* _EXERCISE AIM_
Leave out the pictures and restate the rest of the data exactly.
##### AVAILABLE DATA #####
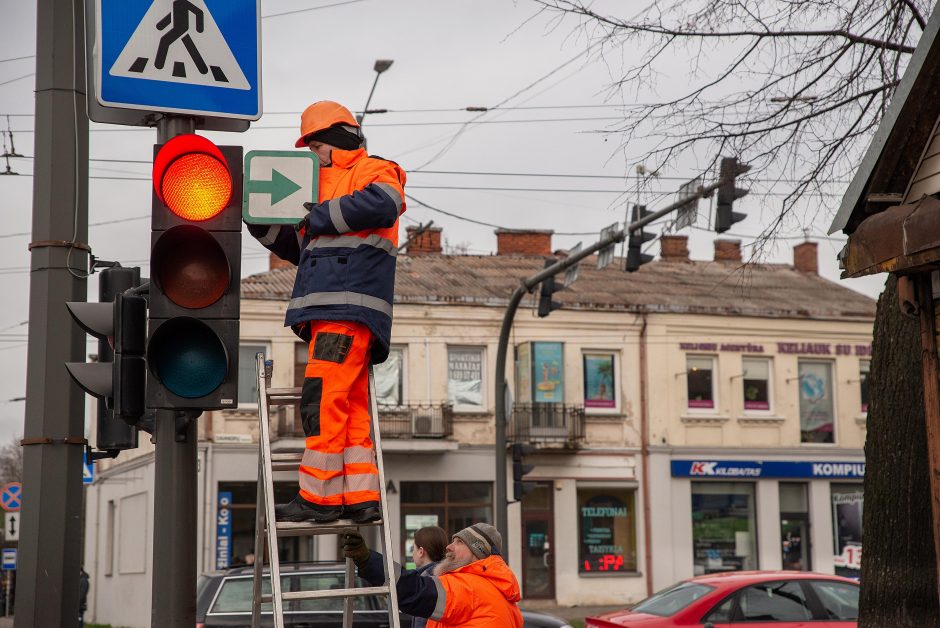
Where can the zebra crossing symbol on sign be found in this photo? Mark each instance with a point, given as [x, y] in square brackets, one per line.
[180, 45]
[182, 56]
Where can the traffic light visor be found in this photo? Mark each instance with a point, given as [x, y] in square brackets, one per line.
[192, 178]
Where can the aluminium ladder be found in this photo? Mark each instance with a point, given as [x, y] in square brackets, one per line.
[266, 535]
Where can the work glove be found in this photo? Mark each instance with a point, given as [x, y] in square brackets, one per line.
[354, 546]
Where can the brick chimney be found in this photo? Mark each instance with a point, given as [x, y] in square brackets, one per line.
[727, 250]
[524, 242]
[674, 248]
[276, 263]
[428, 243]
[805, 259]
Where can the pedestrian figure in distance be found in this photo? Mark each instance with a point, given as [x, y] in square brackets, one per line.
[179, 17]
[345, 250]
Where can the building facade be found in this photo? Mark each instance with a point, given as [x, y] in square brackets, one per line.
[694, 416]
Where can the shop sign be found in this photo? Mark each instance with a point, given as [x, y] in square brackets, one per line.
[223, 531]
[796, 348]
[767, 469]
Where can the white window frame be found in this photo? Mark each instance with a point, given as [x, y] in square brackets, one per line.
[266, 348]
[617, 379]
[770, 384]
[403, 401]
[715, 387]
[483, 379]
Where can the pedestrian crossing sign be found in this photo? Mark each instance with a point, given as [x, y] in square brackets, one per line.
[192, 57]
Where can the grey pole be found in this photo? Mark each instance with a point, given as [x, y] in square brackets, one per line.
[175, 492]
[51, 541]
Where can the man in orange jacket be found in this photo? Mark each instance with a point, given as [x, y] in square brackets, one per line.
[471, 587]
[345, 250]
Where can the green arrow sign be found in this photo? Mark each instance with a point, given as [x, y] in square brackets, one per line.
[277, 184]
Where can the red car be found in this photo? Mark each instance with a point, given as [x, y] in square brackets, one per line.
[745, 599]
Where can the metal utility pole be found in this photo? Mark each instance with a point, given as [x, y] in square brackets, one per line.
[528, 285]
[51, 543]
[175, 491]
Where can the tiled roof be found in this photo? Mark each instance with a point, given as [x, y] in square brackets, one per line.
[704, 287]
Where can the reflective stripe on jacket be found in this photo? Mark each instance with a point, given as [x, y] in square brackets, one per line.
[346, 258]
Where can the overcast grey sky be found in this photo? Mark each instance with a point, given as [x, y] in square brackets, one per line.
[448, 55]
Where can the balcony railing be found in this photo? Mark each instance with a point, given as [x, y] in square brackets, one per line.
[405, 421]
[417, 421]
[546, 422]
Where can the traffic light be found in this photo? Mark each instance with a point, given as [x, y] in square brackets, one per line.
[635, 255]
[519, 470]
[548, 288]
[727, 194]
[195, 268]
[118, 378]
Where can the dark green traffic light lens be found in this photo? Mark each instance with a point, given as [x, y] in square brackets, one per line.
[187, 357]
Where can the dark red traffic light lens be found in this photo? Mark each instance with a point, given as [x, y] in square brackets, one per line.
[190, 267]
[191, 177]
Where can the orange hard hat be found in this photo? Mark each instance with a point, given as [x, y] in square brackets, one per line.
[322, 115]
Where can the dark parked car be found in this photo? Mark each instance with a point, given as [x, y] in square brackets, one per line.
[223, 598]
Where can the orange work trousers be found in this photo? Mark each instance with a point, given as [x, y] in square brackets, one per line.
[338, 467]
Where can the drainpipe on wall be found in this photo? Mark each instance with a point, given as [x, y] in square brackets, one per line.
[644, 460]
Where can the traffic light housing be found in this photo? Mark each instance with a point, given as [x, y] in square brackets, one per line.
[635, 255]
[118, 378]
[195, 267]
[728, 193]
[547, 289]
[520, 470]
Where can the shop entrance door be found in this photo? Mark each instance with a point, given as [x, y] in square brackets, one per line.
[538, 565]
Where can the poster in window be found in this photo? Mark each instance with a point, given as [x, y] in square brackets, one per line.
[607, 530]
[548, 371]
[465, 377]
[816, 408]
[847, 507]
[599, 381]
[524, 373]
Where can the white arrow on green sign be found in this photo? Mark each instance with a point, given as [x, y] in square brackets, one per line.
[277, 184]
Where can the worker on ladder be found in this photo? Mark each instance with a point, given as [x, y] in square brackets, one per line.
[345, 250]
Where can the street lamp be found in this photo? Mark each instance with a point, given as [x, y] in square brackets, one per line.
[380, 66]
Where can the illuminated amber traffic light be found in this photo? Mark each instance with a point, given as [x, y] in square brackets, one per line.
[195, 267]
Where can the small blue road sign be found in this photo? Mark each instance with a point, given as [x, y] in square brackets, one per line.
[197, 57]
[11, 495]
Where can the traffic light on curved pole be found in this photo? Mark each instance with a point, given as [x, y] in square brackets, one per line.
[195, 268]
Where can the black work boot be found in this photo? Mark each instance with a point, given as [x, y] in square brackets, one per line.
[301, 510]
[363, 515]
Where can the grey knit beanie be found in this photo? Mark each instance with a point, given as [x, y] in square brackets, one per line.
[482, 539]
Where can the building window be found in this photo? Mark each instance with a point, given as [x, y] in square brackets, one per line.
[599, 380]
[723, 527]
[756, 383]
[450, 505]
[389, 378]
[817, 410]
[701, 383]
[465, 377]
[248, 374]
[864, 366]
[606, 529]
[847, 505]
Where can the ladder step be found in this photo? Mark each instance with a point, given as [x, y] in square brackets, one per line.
#####
* _THE RESPONSE_
Where can the zebra crossing symbol on sign be found in this photo? Mark each instance with a point, given as [x, y] in square brackets, one per line.
[180, 45]
[182, 56]
Where can the traffic light visor be found in this photo? Mark each instance with a point, given as [x, y] in square brackets, one per line.
[192, 178]
Where can the aluminium ladder be found in this photo? Mark each instance with a point, given as [x, y] in square brackets, one per line.
[266, 535]
Where can the work glove be found in this photo? Mark each instance with a point, given as [x, y] in square brackets, one per line.
[354, 546]
Where can the brick chimney be found in this photo? Mark each instance with a point, given as [x, y] in square brackets, one per line.
[727, 250]
[524, 242]
[674, 248]
[276, 263]
[428, 243]
[805, 259]
Where can the pedestrian figure in distance be found in this photo? Mark each instance with a point, given as [x, y] in square brackets, one per line.
[179, 17]
[345, 250]
Where can the building facade be found in this photo? Mark each instance with a point, given as [x, y] in square brackets, one per line.
[694, 416]
Where can the shop sign be found in this photo? Mark each instance with a point, given as [x, y] in square brackets, one per line.
[223, 531]
[796, 348]
[767, 469]
Where can the white window frame be found in this photo? Mark each instance with a point, given as [x, y] in square brackets, one per line.
[266, 348]
[617, 379]
[770, 384]
[403, 401]
[715, 387]
[483, 379]
Where can the pedestrian crossing sign be found in this photo? Mark each instance with a point, given as [x, y] in square brackets, one per line.
[192, 57]
Where can the grey pole be found in this photo? Mark each instance with a point, given as [x, y] in square brackets, one per line.
[175, 492]
[51, 541]
Where can the man in orange jacket be found in this photo? Mark each instance with a point, given as [x, y] in square brackets, one per line.
[471, 587]
[345, 250]
Where can the green arrow sign be found in this photo? Mark each instance with a point, given as [x, y] in square brackets, one per line.
[277, 184]
Where can the red car be found in this photo? Mark each instance with a point, given as [x, y] in square brackets, one per line.
[745, 599]
Where can the metal utility pole be found in this photo? Mark each instance with a point, given as [x, y] in square brackets, one per line.
[528, 285]
[51, 543]
[175, 491]
Where can the tiled roof be found in this photo? Mark each instance with a point, given as [x, y] in square brackets, one per line.
[704, 287]
Where can the reflective stripe on jacket be found in this photo? Mark each instance with a point, given as [x, y] in square brackets, one per line.
[346, 258]
Where can the overcast grey sky be found in this photo? Mark each instance with a point, given as [x, y] in square brackets, one per line.
[448, 55]
Where can the balcony railing be found in this photo? Mark each instance with a point, given as [x, y] in square brackets, one per line.
[405, 421]
[417, 421]
[546, 422]
Where can the traffic light be found in this photo? Mark each instance with a point, given as [x, y] in square brackets, one per line.
[635, 255]
[519, 470]
[548, 288]
[727, 194]
[195, 268]
[118, 378]
Where can the dark green traffic light lens be found in this photo? Mark each instance with a point, given as [x, y] in square brackets, one per line.
[187, 357]
Where can the dark red traffic light lens be found in this photo? Mark each instance with a point, given as [x, y] in square brackets, one per line.
[190, 267]
[191, 177]
Where can the orange hard hat be found in this photo? Mark each instance with a point, given as [x, y] in square brackets, one per line.
[322, 115]
Where can the dark parked car be found in this photo? Mark each instance with a point, given as [x, y] in square brackets, one per line.
[223, 598]
Where can the orange work trousers be found in this photo? Mark each instance with a point, given as [x, y] in square brackets, one per line.
[338, 467]
Where can the drainpipe on wall be found in this photo? Mark each instance with a point, given as [x, y] in square brackets, one per line.
[644, 460]
Where can the traffic light housing be found in this photo? Mark each instance with a point, given as [x, y] in square brackets, one per line.
[635, 255]
[118, 378]
[195, 267]
[728, 193]
[547, 289]
[520, 470]
Where can the shop entrance door be found in this photo? Mark each instance with a point, given as [x, y] in square brackets, one per line.
[538, 565]
Where can the poster in window be found in this photo? Mark each instance with a point, given as [x, y] in square brackets, one per line.
[607, 530]
[548, 371]
[465, 377]
[816, 408]
[847, 507]
[599, 381]
[524, 373]
Where can the white arrow on green sign be found in this photo? Mark each instance with a point, given as [x, y] in square brackets, one per line.
[277, 184]
Where can the worker on ladder be found in this photo? Mark each instance with a point, given as [x, y] in square brackets, one per line.
[345, 250]
Where can the street lamp be found in this photo? Mark each instance with a point, given as [x, y] in square brackets, one per line.
[380, 66]
Where can the illuminated amber traffic light be found in this photo? Mark each instance with a point, given as [x, y] in square brackets, one per line.
[195, 267]
Where can the small blue road sign be found in this photo? Mark each instance with a point, given as [x, y] in square brackets, one per line.
[197, 57]
[11, 495]
Where can the traffic light on curved pole be found in this photo? Mark each instance with a point, given as [x, y] in square brackets, one per line.
[195, 268]
Where can the black work boot be found in this photo? Mark each instance with a point, given as [x, y] in square brackets, one per line.
[301, 510]
[363, 515]
Where can the grey knit beanie be found in this photo? Mark each instance with a point, given as [x, y] in square brackets, one per line.
[482, 539]
Where can the building window be found in this photo? Mark each instance with a point, given as [x, y] in square brackets, one per line.
[599, 380]
[723, 527]
[756, 383]
[450, 505]
[389, 378]
[817, 410]
[701, 383]
[465, 377]
[248, 374]
[864, 366]
[606, 529]
[847, 505]
Where can the ladder step be found in this photo? Mark each instance with a point, given as [x, y] in square brackets, one per line.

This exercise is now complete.